### WHAT YOU SHOULD DO:
Find the word "lake" in the records and copy every line where it occurs.
------ MATERIAL FOR THIS EXERCISE
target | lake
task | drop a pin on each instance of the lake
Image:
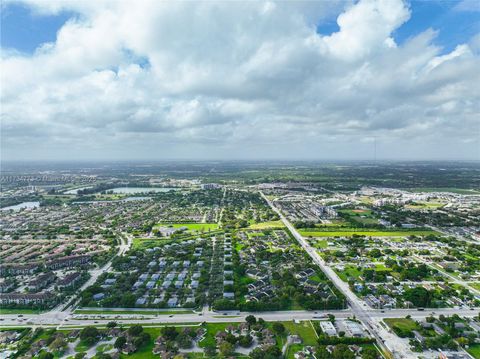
(22, 205)
(75, 191)
(130, 190)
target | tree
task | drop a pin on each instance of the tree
(322, 353)
(226, 349)
(45, 355)
(278, 328)
(245, 341)
(135, 330)
(369, 353)
(58, 344)
(170, 333)
(184, 341)
(210, 351)
(341, 351)
(120, 342)
(251, 320)
(419, 296)
(89, 332)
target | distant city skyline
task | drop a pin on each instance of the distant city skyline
(131, 80)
------------
### RESPONSE TO THIS TASK:
target | lake
task | drop a pin on each instance of the lake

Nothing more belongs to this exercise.